Extract provided:

• • •

I would be told later in life by my mother, I was an unplanned pregnancy but she loved me just as much as my brother and sister. Our small gray shingled house on Queen Avenue was purchased in the summer of 1957 (for $12,000.) in anticipation of my arrival. A devout Catholic, my mother’s decision to turn to birth control after that cold January morning was kept from her two sisters who combined had a total of thirteen children. Twelve remain.
1957
Betty Friedan began working on The Feminine Mystique
Leave It to Beaver premieres on CBS – the fictional portrayal of the typical American family is confused by many television viewers as a realistic standard of behavior for men, women and children.
Mike Wallace interviews Margaret Sanger about her controversial stance on women using birth control.
A portion of the transcript:
WALLACE: Well let’s look at the official Catholic position…opposition to Birth-Control. I read now from a church publication called “The Question Box” in forbidding Birth Control it says the following: It says the immediate purpose and primary end of marriage is the begetting of children, when the marital relation is so used as to render the fulfillment of its purposes impossible–that is by Birth Control–it is used unethically and unnaturally. Now what’s wrong with that position?

• • •

Records:

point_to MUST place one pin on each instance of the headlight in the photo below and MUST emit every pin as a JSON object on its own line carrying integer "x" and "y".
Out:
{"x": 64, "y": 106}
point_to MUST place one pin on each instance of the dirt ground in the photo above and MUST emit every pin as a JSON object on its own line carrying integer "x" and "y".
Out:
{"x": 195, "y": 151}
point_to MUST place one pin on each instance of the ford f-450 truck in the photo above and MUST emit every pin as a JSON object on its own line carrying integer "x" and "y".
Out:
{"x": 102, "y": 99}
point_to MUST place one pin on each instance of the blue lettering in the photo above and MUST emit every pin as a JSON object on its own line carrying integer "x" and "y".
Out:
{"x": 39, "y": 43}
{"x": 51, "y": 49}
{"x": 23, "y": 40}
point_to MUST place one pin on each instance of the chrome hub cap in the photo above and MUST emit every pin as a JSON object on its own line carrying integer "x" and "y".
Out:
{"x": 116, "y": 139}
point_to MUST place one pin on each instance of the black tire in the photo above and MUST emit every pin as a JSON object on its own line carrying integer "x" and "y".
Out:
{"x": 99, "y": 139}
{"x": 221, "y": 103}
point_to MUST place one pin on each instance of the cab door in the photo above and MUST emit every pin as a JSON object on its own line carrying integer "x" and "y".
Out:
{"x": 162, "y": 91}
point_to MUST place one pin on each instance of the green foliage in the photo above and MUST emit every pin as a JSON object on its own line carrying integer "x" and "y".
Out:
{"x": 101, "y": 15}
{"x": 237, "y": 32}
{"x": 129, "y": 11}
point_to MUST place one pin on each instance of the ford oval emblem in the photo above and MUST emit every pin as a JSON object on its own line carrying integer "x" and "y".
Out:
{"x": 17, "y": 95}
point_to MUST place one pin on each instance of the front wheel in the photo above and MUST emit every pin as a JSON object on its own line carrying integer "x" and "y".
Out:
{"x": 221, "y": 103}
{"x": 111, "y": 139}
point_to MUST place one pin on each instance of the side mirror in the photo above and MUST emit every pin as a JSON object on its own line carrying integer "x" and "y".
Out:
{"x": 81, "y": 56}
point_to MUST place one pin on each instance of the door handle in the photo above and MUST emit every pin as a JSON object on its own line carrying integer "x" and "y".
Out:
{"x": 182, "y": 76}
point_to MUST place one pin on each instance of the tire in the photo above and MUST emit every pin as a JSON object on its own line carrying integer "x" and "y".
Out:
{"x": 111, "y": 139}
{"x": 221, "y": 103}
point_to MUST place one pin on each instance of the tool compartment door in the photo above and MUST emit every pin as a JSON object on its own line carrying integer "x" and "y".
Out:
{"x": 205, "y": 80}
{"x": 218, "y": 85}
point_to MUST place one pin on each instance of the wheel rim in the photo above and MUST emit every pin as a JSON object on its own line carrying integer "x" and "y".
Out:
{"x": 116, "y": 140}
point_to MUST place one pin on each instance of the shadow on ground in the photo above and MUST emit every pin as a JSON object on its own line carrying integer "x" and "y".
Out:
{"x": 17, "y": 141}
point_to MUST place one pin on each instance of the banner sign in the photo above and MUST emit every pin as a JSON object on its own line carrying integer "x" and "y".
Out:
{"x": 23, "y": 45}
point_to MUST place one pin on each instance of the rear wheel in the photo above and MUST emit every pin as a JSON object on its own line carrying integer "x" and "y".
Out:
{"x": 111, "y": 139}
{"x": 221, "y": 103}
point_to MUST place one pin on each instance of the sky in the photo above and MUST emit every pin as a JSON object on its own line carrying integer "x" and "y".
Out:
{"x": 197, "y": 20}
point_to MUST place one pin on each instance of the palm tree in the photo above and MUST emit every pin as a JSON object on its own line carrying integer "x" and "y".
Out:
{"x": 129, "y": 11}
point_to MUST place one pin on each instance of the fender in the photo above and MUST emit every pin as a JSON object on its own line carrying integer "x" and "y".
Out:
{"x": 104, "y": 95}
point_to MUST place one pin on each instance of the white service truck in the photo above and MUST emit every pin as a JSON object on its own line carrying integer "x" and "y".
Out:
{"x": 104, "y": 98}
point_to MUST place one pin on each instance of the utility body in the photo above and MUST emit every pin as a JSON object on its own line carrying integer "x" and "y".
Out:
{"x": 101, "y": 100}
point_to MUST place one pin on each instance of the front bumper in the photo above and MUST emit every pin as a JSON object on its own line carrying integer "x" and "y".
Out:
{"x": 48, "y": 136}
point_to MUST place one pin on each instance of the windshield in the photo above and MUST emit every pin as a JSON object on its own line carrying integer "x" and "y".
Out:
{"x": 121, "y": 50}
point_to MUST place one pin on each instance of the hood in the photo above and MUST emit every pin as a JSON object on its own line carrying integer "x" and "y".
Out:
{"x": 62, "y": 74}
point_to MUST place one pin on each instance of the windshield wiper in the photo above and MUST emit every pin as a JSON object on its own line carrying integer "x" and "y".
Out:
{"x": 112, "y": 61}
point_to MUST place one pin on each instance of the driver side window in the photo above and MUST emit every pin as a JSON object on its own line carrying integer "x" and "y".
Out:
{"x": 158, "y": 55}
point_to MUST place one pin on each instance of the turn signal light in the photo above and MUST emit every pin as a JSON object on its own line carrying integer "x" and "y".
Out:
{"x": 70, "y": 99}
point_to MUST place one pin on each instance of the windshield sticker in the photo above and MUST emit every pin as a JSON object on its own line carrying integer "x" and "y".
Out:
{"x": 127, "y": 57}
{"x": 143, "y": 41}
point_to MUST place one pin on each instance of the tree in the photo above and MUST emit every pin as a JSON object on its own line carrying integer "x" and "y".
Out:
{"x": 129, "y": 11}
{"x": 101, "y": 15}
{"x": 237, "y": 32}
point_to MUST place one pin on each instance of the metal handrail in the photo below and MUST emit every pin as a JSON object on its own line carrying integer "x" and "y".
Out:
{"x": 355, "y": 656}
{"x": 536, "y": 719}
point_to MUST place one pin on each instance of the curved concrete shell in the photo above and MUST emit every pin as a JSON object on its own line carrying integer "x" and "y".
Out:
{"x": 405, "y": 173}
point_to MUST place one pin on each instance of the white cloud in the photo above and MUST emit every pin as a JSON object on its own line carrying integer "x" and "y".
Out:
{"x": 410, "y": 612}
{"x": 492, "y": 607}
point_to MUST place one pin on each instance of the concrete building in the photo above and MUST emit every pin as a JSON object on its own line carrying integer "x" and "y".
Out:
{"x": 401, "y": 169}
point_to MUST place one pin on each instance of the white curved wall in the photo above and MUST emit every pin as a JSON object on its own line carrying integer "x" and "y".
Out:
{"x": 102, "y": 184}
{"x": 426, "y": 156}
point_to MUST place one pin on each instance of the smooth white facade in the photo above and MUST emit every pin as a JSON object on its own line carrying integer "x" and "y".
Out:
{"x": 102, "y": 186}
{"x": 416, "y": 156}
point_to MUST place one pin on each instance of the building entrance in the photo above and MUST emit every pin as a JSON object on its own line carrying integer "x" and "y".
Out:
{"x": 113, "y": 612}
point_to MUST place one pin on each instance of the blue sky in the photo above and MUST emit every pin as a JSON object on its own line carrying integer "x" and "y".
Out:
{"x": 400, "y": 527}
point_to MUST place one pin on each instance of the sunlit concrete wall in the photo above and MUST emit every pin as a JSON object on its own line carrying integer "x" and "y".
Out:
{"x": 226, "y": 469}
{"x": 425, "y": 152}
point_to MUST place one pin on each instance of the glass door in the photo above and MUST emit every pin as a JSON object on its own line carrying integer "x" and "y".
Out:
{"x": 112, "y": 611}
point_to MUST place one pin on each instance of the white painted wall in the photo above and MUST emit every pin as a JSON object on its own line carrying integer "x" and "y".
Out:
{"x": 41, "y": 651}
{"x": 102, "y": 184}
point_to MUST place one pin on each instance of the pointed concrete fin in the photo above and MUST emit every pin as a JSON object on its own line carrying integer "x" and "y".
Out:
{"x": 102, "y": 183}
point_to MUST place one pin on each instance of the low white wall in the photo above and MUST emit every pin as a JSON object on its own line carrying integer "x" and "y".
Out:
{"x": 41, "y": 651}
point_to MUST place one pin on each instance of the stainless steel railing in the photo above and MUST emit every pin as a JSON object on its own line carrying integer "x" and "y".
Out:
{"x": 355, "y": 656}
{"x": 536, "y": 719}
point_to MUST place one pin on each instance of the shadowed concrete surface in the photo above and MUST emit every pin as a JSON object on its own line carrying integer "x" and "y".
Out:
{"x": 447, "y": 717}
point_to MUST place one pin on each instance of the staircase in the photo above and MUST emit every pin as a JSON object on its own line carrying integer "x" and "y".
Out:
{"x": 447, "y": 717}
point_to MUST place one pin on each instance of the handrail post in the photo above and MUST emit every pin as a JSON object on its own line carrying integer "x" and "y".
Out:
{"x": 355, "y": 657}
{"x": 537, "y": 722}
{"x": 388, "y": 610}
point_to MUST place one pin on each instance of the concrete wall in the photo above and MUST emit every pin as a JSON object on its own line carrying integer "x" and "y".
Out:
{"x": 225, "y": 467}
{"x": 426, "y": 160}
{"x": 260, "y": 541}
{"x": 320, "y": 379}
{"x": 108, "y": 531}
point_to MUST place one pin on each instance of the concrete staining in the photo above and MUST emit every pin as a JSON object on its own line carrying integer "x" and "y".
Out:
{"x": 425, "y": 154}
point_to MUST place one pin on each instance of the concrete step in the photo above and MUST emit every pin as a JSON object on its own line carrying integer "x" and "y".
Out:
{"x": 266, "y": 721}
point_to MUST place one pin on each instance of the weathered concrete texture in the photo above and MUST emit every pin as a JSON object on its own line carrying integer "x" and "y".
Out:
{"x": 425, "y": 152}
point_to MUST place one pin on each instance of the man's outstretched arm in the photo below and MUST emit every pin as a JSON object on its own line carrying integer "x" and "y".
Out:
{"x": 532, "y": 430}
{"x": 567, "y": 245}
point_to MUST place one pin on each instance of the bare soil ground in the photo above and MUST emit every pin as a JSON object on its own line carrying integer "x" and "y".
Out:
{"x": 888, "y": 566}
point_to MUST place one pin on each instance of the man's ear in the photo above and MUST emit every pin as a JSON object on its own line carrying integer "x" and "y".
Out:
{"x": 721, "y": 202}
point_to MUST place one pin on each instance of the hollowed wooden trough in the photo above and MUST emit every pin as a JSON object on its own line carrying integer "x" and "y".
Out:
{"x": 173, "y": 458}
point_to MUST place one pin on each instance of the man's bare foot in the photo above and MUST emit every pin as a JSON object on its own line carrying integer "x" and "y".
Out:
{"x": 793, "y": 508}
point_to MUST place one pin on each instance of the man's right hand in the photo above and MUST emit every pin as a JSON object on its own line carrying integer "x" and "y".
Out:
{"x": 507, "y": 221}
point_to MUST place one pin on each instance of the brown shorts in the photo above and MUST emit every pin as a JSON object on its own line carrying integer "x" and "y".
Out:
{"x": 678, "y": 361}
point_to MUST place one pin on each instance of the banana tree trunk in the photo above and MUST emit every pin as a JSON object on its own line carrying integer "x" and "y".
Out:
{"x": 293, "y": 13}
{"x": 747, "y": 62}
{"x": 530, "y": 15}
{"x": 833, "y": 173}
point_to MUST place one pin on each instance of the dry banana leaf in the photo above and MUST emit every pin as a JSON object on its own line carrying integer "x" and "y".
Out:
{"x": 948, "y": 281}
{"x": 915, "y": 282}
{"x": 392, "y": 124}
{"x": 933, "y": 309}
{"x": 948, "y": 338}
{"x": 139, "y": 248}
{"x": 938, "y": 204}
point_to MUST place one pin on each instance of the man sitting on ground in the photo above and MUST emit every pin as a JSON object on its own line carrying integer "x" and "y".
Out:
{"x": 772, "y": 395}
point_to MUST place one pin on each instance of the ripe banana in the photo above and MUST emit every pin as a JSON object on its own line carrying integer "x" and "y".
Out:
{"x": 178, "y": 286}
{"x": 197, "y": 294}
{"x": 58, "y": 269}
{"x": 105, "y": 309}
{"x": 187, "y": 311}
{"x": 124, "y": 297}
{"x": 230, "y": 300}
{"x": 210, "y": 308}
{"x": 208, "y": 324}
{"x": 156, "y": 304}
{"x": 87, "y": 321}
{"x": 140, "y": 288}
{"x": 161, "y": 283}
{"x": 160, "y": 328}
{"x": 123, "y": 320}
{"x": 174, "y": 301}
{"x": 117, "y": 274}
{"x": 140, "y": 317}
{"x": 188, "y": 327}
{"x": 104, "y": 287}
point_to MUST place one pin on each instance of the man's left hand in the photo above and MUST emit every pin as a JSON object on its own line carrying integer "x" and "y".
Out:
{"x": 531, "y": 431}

• • •

Instructions for the task: Can you write out the part of the 1957 memoir text above that opens with the words containing "I would be told" and closes with "women and children.", copied word for word?

Output of the exercise:
I would be told later in life by my mother, I was an unplanned pregnancy but she loved me just as much as my brother and sister. Our small gray shingled house on Queen Avenue was purchased in the summer of 1957 (for $12,000.) in anticipation of my arrival. A devout Catholic, my mother’s decision to turn to birth control after that cold January morning was kept from her two sisters who combined had a total of thirteen children. Twelve remain.
1957
Betty Friedan began working on The Feminine Mystique
Leave It to Beaver premieres on CBS – the fictional portrayal of the typical American family is confused by many television viewers as a realistic standard of behavior for men, women and children.